## PASSAGE:
========================================
As announced last year, we now know that the Chancellor’s Budget will, in future, take place in the Autumn each year, as opposed to the Spring. And, in his 13 March Spring statement, we saw the Chancellor choosing to focus on the state of the economy. As he hardly mentioned any tax changes and stated that there is “light at the end of the tunnel”. We can see that this contrasts with other recent Chancellors such as Gordon Brown and George Osborne, who used both the Spring Budget and Autumn Statement, to make tax changes announcements.
New Consultations – Should You Be Concerned?
Should you be concerned by the fact that the Chancellor announced a number of tax consultations into possible future changes? Well yes and no. Yes, if you are worried about the possible changes to the VAT registration threshold. And yes, if you are part of the businesses deliberately operating below the VAT threshold (currently £85,000), as that adds 20% to the price of the goods and services. If this is your case, you could be allowed to exceed the threshold by up to 50% for one year, without the need to register for VAT. HMRC is also seeking views on how they can engage with online platforms, such as eBay and Uber, to promote tax compliance among its users.
Cash And Digital Payments In The New Economy – Do you still use cash?
========================================
Records
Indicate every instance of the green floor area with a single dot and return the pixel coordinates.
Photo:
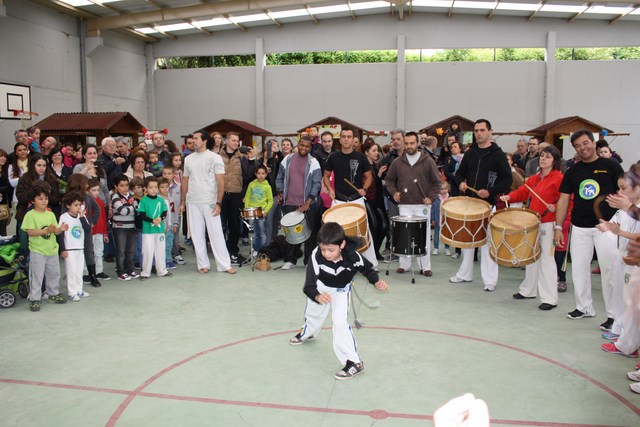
(212, 350)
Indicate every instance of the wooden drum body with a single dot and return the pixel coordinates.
(464, 222)
(514, 237)
(353, 218)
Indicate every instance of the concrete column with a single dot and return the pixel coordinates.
(261, 63)
(400, 83)
(550, 78)
(151, 86)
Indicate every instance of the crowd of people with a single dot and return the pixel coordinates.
(139, 205)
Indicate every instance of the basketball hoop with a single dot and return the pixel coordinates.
(25, 116)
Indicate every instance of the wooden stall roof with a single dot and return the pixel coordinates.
(72, 123)
(465, 124)
(228, 125)
(331, 120)
(580, 122)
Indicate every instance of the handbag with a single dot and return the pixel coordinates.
(5, 212)
(263, 263)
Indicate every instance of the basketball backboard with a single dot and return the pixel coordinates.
(14, 97)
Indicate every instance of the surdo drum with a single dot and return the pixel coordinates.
(464, 222)
(353, 219)
(409, 235)
(514, 237)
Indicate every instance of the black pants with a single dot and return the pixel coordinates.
(231, 205)
(126, 245)
(311, 242)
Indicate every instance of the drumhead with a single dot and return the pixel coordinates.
(408, 219)
(466, 205)
(344, 214)
(515, 219)
(292, 218)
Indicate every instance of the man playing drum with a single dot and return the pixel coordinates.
(298, 185)
(413, 182)
(484, 168)
(351, 171)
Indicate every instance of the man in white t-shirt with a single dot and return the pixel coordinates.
(202, 191)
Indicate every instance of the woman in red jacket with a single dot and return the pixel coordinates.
(541, 277)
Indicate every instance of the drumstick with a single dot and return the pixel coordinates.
(472, 189)
(419, 189)
(547, 205)
(351, 184)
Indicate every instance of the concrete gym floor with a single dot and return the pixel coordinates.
(212, 350)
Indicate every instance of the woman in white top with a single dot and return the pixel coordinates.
(91, 170)
(19, 166)
(138, 165)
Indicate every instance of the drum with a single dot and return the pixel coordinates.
(296, 228)
(353, 218)
(464, 222)
(514, 237)
(251, 214)
(409, 235)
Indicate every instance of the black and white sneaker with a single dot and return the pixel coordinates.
(350, 370)
(607, 324)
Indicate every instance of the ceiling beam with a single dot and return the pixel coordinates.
(275, 21)
(617, 18)
(574, 17)
(312, 15)
(495, 7)
(188, 12)
(535, 12)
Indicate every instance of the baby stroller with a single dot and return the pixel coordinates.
(14, 278)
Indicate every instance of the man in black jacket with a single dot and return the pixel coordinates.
(484, 168)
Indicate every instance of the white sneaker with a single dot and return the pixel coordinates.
(634, 376)
(288, 266)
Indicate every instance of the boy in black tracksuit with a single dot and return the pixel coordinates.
(330, 272)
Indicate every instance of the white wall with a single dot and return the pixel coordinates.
(40, 48)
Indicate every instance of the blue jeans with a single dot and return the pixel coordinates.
(436, 236)
(259, 234)
(168, 236)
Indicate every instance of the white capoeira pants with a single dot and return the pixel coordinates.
(201, 223)
(344, 343)
(370, 253)
(629, 340)
(422, 211)
(542, 275)
(583, 240)
(73, 266)
(153, 246)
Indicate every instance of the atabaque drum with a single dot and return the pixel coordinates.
(296, 228)
(353, 219)
(251, 214)
(464, 222)
(409, 235)
(514, 237)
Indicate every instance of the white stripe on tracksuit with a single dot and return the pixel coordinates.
(344, 343)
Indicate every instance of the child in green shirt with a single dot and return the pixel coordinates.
(40, 225)
(152, 210)
(259, 195)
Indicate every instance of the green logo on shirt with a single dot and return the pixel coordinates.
========================================
## WHAT IS ASKED:
(a) In the budget article, substitute "the tax authority" for "HMRC" in the part starting with "Should you be concerned by" and going on through "among its users.", and write that part out.
(b) What does the budget article give as the current VAT threshold?
(c) Extend the budget article from where it stops.

## RESPONSES:
(a)
Should you be concerned by the fact that the Chancellor announced a number of tax consultations into possible future changes? Well yes and no. Yes, if you are worried about the possible changes to the VAT registration threshold. And yes, if you are part of the businesses deliberately operating below the VAT threshold (currently £85,000), as that adds 20% to the price of the goods and services. If this is your case, you could be allowed to exceed the threshold by up to 50% for one year, without the need to register for VAT. the tax authority is also seeking views on how they can engage with online platforms, such as eBay and Uber, to promote tax compliance among its users.

(b) The current VAT threshold is £85,000.

(c)
Do you still use cash? As we could shortly see the possible demise of the 1p, 2p coins and the £50 note, but for different reasons. It seems that more and more of us are paying for small transactions, such as our morning coffee, by using contactless payments. If you still pay in cash and where the cost is say £2.99, you would tend to put the penny change in the charity pot, and many are thrown away! Whereas, the £50 note has been linked to money laundering, and other illegal cash-based payments. But, we are forever increasing our contactless transactions. Which means that with a consequent reduction in the number of small coins in circulation, this will have a significant impact on the charity sector. As many charities are reliant on peoples’ small change being donated outside supermarkets and stations.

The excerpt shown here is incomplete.